> Activity
Repeat the data in full. Every line must match.

── Records to use ──

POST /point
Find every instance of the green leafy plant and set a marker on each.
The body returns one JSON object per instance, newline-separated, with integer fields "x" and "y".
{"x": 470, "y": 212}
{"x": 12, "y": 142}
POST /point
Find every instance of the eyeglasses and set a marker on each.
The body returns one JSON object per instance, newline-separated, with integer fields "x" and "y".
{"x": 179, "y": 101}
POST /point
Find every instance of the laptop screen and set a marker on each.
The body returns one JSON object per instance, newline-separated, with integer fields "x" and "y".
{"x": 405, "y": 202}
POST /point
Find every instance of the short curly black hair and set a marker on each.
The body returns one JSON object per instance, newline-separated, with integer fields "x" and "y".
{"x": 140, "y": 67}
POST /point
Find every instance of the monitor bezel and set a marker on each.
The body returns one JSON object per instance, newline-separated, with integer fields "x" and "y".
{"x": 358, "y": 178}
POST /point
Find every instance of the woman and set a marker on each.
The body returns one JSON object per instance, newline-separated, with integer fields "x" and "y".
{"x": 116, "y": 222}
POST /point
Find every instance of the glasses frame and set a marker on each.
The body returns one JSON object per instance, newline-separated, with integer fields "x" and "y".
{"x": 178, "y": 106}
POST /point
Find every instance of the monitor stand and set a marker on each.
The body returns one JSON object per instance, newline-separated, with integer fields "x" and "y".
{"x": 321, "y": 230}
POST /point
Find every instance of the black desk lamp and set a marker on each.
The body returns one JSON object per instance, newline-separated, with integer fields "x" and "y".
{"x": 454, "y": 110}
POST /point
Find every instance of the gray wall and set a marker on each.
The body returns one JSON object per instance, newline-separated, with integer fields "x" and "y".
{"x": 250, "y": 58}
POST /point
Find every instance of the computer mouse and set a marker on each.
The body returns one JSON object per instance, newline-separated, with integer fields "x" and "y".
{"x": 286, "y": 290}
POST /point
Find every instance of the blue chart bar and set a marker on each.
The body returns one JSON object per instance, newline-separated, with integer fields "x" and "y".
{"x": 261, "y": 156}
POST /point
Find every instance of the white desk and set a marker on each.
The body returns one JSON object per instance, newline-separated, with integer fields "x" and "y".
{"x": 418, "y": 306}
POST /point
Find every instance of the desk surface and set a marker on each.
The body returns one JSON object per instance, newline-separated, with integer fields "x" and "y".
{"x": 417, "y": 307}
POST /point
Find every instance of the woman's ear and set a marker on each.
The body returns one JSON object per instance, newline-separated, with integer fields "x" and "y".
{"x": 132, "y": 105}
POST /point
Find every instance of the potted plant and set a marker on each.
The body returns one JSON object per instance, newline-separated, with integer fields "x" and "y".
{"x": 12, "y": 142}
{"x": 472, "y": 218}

───

> Answer for the task
POST /point
Find every instance of the green leafy plant and set a marker on each.
The body returns one JSON object per instance, newline-separated, with integer fields "x" and "y".
{"x": 470, "y": 212}
{"x": 12, "y": 142}
POST /point
Find every instance of the eyeglasses and set a marker on each.
The body returns one JSON object per instance, newline-separated, with integer fields "x" and "y".
{"x": 179, "y": 101}
POST /point
Find every instance of the laptop screen and set a marker on each.
The body returns one JSON object per instance, newline-separated, with integer fields "x" and "y".
{"x": 405, "y": 202}
POST /point
Find every instance of the short curly black hair and set a marker on each.
The body returns one JSON object per instance, newline-separated, with integer fields "x" and "y".
{"x": 140, "y": 67}
POST /point
Find every instance of the monitor bezel and set a marker on each.
The body returns one JSON object per instance, newline-separated, with integer fields "x" and "y".
{"x": 358, "y": 178}
POST /point
Find every instance of the woman and set a marker on each.
The body returns one JSON object per instance, newline-separated, with integer fields "x" and "y".
{"x": 116, "y": 222}
POST /point
Find every instance of the glasses frame and set a marker on each.
The body returns one JSON object per instance, newline-separated, with integer fields "x" and "y".
{"x": 178, "y": 106}
POST /point
Find every instance of the monitor stand and set a marker on each.
The body returns one JSON object per instance, newline-separated, with integer fields "x" and "y".
{"x": 321, "y": 230}
POST /point
Find every instance of the black desk lamp and set a marker on each.
The body returns one JSON object per instance, newline-separated, with integer fields "x" and "y".
{"x": 454, "y": 110}
POST /point
Find every instance of the gray wall and set a marker on each.
The body returns one JSON object per instance, newline-separated, with integer fields "x" and "y".
{"x": 250, "y": 58}
POST /point
Find every instance of the computer mouse and set a marker on each.
The body returns one JSON object per instance, newline-separated, with integer fields "x" and "y".
{"x": 286, "y": 290}
POST /point
Find every instance of the blue chart bar and set a marker on each.
The body returns one JSON object per instance, newline-separated, with integer fields "x" and "y".
{"x": 261, "y": 156}
POST /point
Find every instance of the white desk and set a marker on each.
The body returns one JSON object per instance, newline-separated, with integer fields "x" and "y".
{"x": 418, "y": 306}
POST /point
Find every instance of the desk surface and set a marker on each.
The body returns one JSON object per instance, newline-separated, with integer fields "x" and "y".
{"x": 417, "y": 307}
POST /point
Find every instance of the woman's ear and set a marker on each.
The body returns one JSON object per instance, newline-separated, with integer fields "x" and "y".
{"x": 132, "y": 105}
POST /point
Find every instance of the potted plant and set a marker on each.
The body returns one JSON object per instance, newline-separated, with integer fields "x" and "y".
{"x": 12, "y": 142}
{"x": 472, "y": 218}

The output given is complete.